EXERCISE DIRECTIONS: Search the listing for the word "building" and return each line that contains it.

____

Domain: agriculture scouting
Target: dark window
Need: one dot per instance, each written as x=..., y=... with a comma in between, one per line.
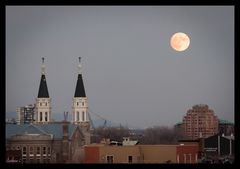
x=49, y=151
x=40, y=116
x=44, y=150
x=77, y=116
x=24, y=150
x=38, y=150
x=129, y=159
x=45, y=116
x=83, y=117
x=109, y=159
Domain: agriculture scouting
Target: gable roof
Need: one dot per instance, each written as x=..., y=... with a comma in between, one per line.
x=43, y=90
x=55, y=129
x=80, y=91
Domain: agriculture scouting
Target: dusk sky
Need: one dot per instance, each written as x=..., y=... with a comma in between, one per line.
x=131, y=74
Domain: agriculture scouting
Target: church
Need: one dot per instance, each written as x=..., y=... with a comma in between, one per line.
x=38, y=139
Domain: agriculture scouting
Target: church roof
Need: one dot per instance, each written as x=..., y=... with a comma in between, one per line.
x=43, y=90
x=55, y=129
x=80, y=91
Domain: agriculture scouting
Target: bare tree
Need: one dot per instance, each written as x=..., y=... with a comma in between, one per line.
x=161, y=135
x=113, y=133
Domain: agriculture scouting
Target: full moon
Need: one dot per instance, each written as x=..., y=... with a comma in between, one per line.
x=180, y=41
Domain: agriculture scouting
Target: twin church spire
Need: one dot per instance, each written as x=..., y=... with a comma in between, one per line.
x=79, y=108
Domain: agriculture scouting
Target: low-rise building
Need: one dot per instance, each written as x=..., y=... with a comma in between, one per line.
x=102, y=153
x=49, y=143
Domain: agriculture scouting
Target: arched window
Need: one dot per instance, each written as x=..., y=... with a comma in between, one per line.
x=46, y=116
x=77, y=116
x=83, y=116
x=40, y=116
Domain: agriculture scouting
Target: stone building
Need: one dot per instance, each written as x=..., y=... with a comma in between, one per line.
x=48, y=143
x=41, y=140
x=200, y=121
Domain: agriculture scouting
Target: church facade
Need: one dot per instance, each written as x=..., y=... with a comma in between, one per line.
x=41, y=140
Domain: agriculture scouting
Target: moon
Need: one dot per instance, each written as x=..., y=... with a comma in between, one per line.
x=180, y=41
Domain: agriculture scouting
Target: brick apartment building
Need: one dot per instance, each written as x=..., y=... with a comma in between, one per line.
x=200, y=121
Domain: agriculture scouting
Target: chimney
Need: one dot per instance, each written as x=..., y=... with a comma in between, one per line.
x=65, y=143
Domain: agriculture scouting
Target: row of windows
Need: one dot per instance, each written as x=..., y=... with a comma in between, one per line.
x=109, y=159
x=45, y=150
x=82, y=103
x=41, y=104
x=78, y=116
x=41, y=116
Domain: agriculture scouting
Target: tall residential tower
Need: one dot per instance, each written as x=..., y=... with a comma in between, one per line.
x=43, y=101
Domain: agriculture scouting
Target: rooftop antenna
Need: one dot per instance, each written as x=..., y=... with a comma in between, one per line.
x=43, y=66
x=79, y=66
x=65, y=115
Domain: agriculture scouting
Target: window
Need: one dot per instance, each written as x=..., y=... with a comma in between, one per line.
x=31, y=151
x=77, y=116
x=83, y=117
x=38, y=151
x=109, y=159
x=24, y=151
x=44, y=151
x=40, y=116
x=129, y=159
x=49, y=151
x=45, y=116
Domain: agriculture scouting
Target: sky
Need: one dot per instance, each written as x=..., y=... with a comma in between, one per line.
x=131, y=74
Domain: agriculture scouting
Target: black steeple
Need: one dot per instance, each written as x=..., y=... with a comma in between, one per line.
x=80, y=91
x=43, y=90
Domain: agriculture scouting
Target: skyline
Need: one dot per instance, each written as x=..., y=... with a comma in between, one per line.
x=131, y=74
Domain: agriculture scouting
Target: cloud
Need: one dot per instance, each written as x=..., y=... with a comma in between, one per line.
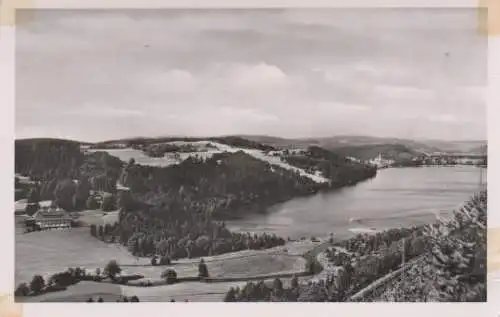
x=171, y=81
x=444, y=118
x=254, y=76
x=286, y=72
x=98, y=109
x=342, y=108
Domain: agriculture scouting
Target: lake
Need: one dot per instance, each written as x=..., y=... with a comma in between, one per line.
x=395, y=197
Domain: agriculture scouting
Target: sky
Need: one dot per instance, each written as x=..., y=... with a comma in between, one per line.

____

WRITTEN RESPONSE:
Target: low-rise building
Target: stone building
Target: brick apartment building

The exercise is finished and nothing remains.